EXERCISE –
Can you resume the essay on Mandela's legacy below, writing on from its last sentence?

EXCERPT TO READ –
** START **

However, remembering Mandela reassures us that there is always hope and we must not lose it. Remembering Mandela would make us to be positive that though times don’t last but tough people do. Remembering Mandela connotes that things would be better and God would make our leaders more compassionate. The touch of optimism must be kept aglow as pessimism leads to despair, despondency, desperation and death whereas optimism enlivens and hope invigorates. For many people, the world is an open prison, as it is for the Uyghur Muslims of Xinjiang, China, but we should imbibe the Mandela spirit that one day, the world will be right and we shall be free from the shackles of problems that have made life a hellish. As the war-time Prime Minister of Britain, Winston Churchill, once said, “If you are going through hell, keep going” Don’t just give up hope.

Then, there is need for forgiveness, compassion and love as demonstrated by the Madiba. Though he spent many years in prison, he should not be there in the first instance, he demonstrated uncommon generosity and large-heartedness towards his tormentors. He excused the prison warders that they were only doing their job. His forthrightness and large-heartedness saved the country from what would have been a paroxysm of civil strife. Without a leader like Mandela, the well-tormented black community would have, in a triumphal ecstasy, retaliated the long years of Apartheid cruelly unleashed on them by the White supremacists.

“As I walked out the door toward the gate that would lead into my freedom, I knew if I didn’t leave my bitterness and hatred behind, I’d still be in prison,” Mandela said. Though he wasn’t renowned as a religious person, he demonstrated a great virtue of religion, which many so-called religious leaders lack, and rose above parochial sentiments and selfishness that still define our own global politics. The message of Mandela that is still resounding seven years after is that we should not be chained to the past; we should not consider today’s grace an opportunity to settle yesterday’s scores.

** END **

EXCERPTED DATA –
** START **

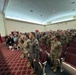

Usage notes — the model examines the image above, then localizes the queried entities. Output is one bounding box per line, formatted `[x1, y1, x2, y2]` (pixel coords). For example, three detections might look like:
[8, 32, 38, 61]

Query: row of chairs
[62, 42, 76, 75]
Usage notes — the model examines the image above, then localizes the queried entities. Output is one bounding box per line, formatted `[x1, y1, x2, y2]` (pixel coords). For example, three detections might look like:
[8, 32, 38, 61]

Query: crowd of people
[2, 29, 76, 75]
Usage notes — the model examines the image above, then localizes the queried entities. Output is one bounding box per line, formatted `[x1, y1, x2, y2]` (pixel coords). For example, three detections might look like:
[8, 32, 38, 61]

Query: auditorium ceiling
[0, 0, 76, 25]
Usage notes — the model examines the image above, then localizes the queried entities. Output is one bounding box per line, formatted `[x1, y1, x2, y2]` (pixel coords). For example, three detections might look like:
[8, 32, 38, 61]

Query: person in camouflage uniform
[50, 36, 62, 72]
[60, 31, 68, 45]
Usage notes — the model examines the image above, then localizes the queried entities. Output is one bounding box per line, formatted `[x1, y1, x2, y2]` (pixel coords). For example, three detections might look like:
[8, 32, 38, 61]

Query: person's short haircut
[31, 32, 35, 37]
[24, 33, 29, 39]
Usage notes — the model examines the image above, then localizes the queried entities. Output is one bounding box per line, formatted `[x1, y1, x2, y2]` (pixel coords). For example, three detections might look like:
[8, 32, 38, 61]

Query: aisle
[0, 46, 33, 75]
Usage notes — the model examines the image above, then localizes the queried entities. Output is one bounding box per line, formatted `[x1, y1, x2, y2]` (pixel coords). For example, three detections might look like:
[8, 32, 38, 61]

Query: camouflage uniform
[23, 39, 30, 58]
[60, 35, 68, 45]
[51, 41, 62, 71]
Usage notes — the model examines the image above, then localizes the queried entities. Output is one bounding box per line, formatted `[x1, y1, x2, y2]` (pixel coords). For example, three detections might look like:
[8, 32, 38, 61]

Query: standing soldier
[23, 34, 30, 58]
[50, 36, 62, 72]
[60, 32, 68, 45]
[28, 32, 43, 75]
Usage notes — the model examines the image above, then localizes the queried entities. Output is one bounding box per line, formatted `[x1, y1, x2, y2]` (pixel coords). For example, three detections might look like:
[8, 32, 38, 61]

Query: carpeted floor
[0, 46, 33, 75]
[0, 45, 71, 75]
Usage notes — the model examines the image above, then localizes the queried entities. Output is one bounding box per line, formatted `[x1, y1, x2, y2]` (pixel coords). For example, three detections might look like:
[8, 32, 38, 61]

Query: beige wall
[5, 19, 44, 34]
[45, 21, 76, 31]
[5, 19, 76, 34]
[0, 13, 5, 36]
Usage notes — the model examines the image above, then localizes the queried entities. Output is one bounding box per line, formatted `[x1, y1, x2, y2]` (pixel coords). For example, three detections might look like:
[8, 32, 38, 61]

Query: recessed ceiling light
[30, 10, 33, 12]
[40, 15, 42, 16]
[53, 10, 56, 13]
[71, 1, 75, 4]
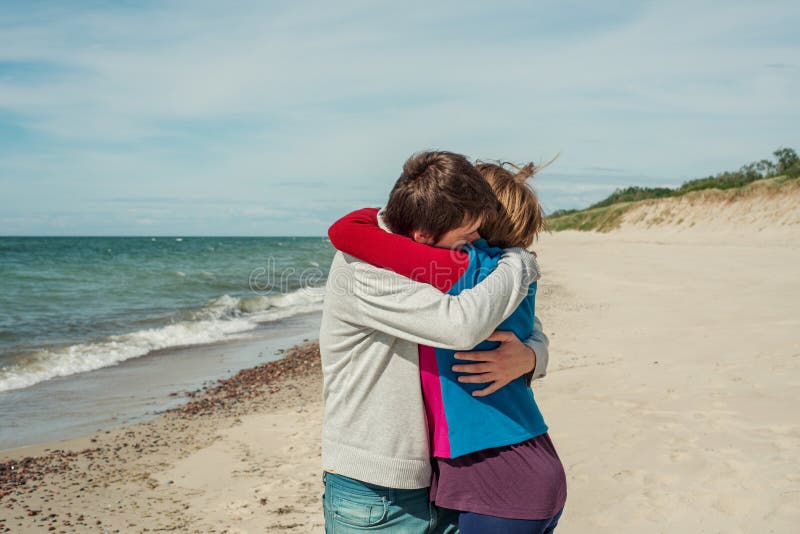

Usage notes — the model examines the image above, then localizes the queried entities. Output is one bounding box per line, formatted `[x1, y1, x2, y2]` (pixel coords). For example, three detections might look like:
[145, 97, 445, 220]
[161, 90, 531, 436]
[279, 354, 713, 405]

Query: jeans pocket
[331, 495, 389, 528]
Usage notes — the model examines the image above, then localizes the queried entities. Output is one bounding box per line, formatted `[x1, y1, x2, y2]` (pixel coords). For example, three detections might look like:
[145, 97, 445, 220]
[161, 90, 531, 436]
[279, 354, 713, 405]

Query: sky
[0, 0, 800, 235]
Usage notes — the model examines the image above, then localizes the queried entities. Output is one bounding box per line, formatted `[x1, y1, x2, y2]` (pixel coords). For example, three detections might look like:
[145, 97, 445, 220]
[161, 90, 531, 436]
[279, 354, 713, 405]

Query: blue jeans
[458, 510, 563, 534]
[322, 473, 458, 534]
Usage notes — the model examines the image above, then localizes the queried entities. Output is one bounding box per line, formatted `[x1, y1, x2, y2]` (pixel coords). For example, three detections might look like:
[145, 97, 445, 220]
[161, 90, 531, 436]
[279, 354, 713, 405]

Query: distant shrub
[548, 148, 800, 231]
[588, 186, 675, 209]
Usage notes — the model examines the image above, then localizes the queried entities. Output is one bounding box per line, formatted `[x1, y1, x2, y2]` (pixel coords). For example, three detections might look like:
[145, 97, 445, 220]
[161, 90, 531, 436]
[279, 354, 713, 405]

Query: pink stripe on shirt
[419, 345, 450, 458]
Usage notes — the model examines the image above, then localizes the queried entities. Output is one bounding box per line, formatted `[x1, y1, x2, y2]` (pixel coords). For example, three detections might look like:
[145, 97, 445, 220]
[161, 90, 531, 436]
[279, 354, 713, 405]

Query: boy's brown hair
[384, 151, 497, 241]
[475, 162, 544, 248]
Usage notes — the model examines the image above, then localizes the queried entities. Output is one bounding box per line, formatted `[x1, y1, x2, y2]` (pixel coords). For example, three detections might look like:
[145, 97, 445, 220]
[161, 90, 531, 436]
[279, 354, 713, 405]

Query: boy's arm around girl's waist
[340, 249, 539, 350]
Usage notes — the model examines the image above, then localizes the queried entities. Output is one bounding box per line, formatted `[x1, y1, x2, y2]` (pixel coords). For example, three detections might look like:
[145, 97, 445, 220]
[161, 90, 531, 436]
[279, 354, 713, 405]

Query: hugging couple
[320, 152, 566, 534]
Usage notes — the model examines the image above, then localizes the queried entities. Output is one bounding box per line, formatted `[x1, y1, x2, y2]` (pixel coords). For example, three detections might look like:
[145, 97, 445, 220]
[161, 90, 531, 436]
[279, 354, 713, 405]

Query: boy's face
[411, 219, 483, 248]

** END **

FINAL RESULT –
Mandela was open-minded, always irradiating goodwill to all. He bore no resentment to anyone. There is too much hatred around us on racial, ethnic and religious grounds, whereas the essence of religion, which many claim to profess but is often used to oppress, is to love. “Resentment is like drinking poison and then hoping it will kill your enemies,” Mandela said. He devoted his life to seeking freedom, preaching love, promoting peace, giving hope and making the world a better place than he met it.

In essence, the everlasting message of Mandela should be imbibed or made to resonate in our society. As part of this message, he said, “No one is born hating another person because of the colour of his skin, or his background, or his religion. People must learn to hate, and if they can learn to hate, they can be taught to love, for love comes more naturally to the human heart than its opposite.”